**Material provided**
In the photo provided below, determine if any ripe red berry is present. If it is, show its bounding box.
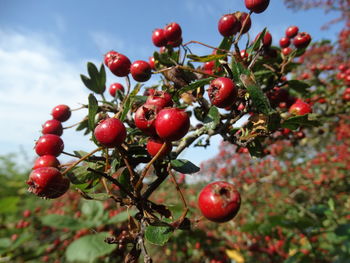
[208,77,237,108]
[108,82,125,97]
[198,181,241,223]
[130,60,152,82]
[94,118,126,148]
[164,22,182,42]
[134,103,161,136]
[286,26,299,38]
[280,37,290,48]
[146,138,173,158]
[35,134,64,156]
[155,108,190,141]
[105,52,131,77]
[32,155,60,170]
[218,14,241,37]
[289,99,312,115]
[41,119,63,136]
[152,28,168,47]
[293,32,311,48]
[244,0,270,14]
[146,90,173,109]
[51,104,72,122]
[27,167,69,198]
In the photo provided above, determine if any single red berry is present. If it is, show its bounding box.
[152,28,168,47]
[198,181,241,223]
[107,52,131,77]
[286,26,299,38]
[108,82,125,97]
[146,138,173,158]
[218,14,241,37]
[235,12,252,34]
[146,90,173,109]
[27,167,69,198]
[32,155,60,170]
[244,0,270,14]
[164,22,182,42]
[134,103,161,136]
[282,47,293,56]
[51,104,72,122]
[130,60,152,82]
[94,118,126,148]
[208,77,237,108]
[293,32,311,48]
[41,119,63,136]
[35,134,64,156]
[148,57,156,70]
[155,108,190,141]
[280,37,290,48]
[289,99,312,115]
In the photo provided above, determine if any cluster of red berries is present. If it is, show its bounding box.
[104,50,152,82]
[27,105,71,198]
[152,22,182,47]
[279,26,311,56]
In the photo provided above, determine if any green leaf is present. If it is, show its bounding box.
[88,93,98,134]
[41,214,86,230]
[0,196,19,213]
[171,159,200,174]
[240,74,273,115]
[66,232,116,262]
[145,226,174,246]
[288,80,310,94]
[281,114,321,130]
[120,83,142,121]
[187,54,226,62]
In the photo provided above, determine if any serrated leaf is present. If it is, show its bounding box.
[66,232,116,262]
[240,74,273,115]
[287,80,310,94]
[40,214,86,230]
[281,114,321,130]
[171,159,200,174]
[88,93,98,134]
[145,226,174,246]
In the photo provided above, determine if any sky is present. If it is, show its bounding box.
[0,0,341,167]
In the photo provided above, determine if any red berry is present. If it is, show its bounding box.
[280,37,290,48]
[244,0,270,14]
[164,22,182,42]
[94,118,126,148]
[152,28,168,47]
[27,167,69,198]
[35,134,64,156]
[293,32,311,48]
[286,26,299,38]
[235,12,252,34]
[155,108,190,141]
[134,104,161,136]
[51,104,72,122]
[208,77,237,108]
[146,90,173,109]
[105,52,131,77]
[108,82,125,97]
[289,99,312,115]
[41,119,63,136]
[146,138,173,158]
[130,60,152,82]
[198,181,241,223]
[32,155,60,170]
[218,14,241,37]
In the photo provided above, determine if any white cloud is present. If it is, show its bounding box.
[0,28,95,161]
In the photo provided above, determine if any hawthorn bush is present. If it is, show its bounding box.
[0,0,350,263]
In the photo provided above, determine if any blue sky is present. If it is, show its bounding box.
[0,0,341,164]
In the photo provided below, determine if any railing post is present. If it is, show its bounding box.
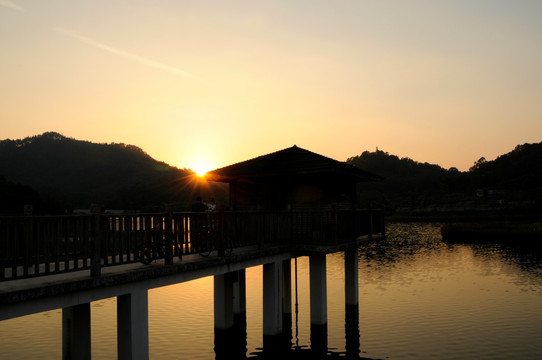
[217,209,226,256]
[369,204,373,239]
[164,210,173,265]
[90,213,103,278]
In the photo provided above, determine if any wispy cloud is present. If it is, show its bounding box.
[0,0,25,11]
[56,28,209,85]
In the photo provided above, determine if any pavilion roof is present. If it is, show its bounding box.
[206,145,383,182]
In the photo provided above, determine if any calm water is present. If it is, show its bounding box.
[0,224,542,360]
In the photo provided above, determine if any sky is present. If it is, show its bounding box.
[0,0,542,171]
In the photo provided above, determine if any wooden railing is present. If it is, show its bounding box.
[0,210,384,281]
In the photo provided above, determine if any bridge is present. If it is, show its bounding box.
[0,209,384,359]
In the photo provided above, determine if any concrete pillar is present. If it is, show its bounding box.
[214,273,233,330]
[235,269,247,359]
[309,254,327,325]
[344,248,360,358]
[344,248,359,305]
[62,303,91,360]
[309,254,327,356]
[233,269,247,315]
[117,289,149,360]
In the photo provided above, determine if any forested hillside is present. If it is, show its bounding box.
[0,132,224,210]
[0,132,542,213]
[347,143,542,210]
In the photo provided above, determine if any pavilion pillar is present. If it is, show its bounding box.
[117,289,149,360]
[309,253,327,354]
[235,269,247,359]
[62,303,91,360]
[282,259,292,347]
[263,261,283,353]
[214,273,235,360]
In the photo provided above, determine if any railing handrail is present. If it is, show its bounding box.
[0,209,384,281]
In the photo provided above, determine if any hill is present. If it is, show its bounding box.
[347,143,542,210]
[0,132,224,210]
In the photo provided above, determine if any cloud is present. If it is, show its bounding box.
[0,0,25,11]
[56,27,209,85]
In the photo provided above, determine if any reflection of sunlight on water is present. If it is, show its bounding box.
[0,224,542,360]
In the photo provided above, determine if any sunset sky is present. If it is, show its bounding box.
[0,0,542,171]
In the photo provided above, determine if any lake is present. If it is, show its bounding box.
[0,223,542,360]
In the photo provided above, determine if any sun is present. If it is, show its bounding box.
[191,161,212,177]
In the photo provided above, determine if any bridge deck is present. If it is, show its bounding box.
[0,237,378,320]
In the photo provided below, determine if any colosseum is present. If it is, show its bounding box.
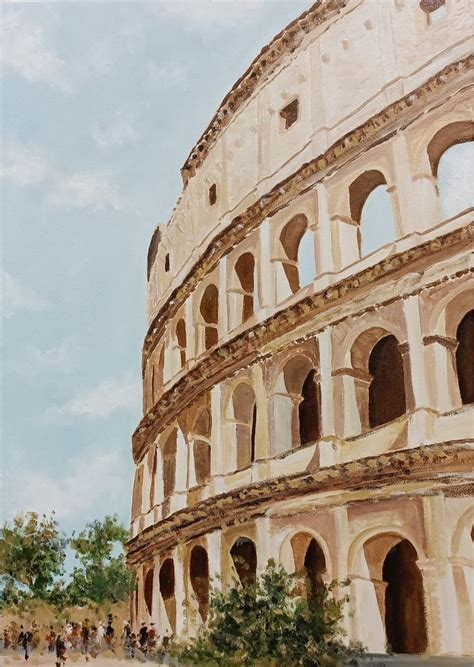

**Task instructions**
Repeat every record above exactly, but leave out any pictures.

**The output**
In the photo provided below, determine if any ripe red berry is present. If it is, show its bounding box.
[208,77,237,108]
[108,82,125,97]
[198,181,241,223]
[130,60,152,82]
[94,118,126,148]
[164,22,182,42]
[134,103,161,136]
[286,26,299,38]
[280,37,290,48]
[146,138,173,158]
[35,134,64,156]
[155,108,190,141]
[105,52,131,77]
[32,155,60,170]
[218,14,241,37]
[289,99,312,115]
[41,119,63,136]
[152,28,168,47]
[293,32,311,48]
[244,0,270,14]
[146,90,173,109]
[51,104,72,122]
[27,167,69,198]
In the photo provided above, determine if any single red berry is present. If it is, show its bounding box.
[152,28,168,47]
[198,181,241,223]
[107,52,131,77]
[286,26,299,38]
[108,82,125,97]
[146,138,173,158]
[218,14,241,37]
[235,12,252,34]
[146,90,173,109]
[27,167,69,198]
[32,155,60,170]
[244,0,270,14]
[164,22,182,42]
[134,103,161,136]
[282,47,293,56]
[51,104,72,122]
[130,60,152,82]
[94,118,126,148]
[208,77,237,108]
[293,32,311,48]
[41,119,63,136]
[35,134,64,156]
[148,57,156,70]
[155,108,190,141]
[280,37,290,48]
[289,99,312,115]
In the photo provided above, determine if any cluster of red berries is present. If it is, show its bounding box.
[104,50,152,82]
[27,105,71,198]
[152,22,182,47]
[279,26,311,56]
In the photo provided above, determine if any green leaf is present. If it is, show its bounding box.
[88,93,98,134]
[41,214,86,230]
[0,196,19,213]
[171,159,200,174]
[240,74,273,115]
[66,232,116,262]
[145,226,174,246]
[288,80,310,94]
[281,114,321,130]
[120,83,142,121]
[187,54,226,62]
In the photo provided above, determine if any serrated leaf is present. If it is, show its bounding box.
[66,232,116,262]
[240,74,273,115]
[287,80,310,94]
[40,214,86,230]
[281,114,321,130]
[171,159,200,174]
[88,93,98,134]
[145,226,174,246]
In the photo provided above, determine if any sky is present. If it is, show its bounding box.
[0,0,341,167]
In the photo provided above, determine if any red berry is present. If it is, show its bounding box.
[280,37,290,48]
[244,0,270,14]
[164,22,182,42]
[94,118,126,148]
[152,28,168,47]
[27,167,69,198]
[35,134,64,156]
[293,32,311,48]
[286,26,299,38]
[235,12,252,34]
[155,108,190,141]
[134,104,161,136]
[51,104,72,122]
[208,77,237,108]
[146,90,173,109]
[105,52,131,77]
[108,82,125,97]
[289,99,312,115]
[41,119,63,136]
[146,138,173,158]
[130,60,152,82]
[198,181,241,223]
[32,155,60,170]
[218,14,241,37]
In the photo provided above, determine if any white cloud is present. If it is, show its bounding box.
[0,28,95,161]
In the photo provided above, determine if any hawthorn bush is present. If it is, show its bounding box.
[0,0,350,263]
In the photo provided above, determine if any blue sky is present. If it is, show its bounding box.
[0,0,341,164]
In the photo provided below, determine if any railing post is present. If it is, show its bounding box.
[217,209,226,256]
[369,204,373,239]
[164,210,173,265]
[90,213,103,278]
In the photo provided above, determine if any wispy cloud is present. If it is, show its bounding box.
[0,0,25,11]
[56,28,209,85]
In the photo provided above, determine if any pavilion roof is present. If it is, show its bounding box.
[206,145,383,182]
In the photo provided above, determine if any calm water is present. If it is, show its bounding box.
[0,224,542,360]
In the photo provided above, determine if any sky is present. If it is, show its bounding box.
[0,0,542,171]
In the photo provided above, determine if any wooden railing is present. If it is, show its bounding box.
[0,210,384,281]
In the photo provided above, determine if any bridge is present. If it is, show its bounding box.
[0,209,384,359]
In the photo provided above, determine if any concrete pillar is present. If it is, show its bounding box.
[214,273,233,330]
[235,269,247,359]
[309,254,327,325]
[344,248,360,358]
[344,248,359,305]
[62,303,91,360]
[309,254,327,356]
[233,269,247,315]
[117,289,149,360]
In the photo provided above, determine if any forested hillside is present. If it is, show its bounding box.
[0,132,224,210]
[0,132,542,213]
[347,143,542,210]
In the photo provided above, determine if any pavilion pillar is present. If it is, show its bounding box.
[117,289,149,360]
[309,253,327,354]
[235,269,247,359]
[62,303,91,360]
[282,259,292,347]
[263,261,283,353]
[214,273,235,360]
In the photo provided above, determine if any railing handrail is present. If it is, show its bounding box.
[0,209,384,281]
In the photo provided above, determine if any hill is present. If it is, show its bounding box.
[347,143,542,210]
[0,132,224,210]
In the photo provided above, determine if any cloud is present. If it is, show its bounding box.
[0,0,25,11]
[56,27,209,85]
In the photo provided above, determine if any reflection of sunlight on water is present. If it is, show its bounding box.
[0,224,542,360]
In the photo provided above, determine if any sunset sky is present. If it is, show its bounding box.
[0,0,542,171]
In the photo provided above, determine if any lake is present. If it is, show its bounding box.
[0,223,542,360]
In the photo provided above, determine if any sun is present. If it is, show its bounding box.
[191,161,212,177]
In the photo provided above, determine if any bridge deck is present. If it is, show its bounding box.
[0,237,378,320]
In the photo provided below, determine if any colosseum is present. If it is, show its bounding box.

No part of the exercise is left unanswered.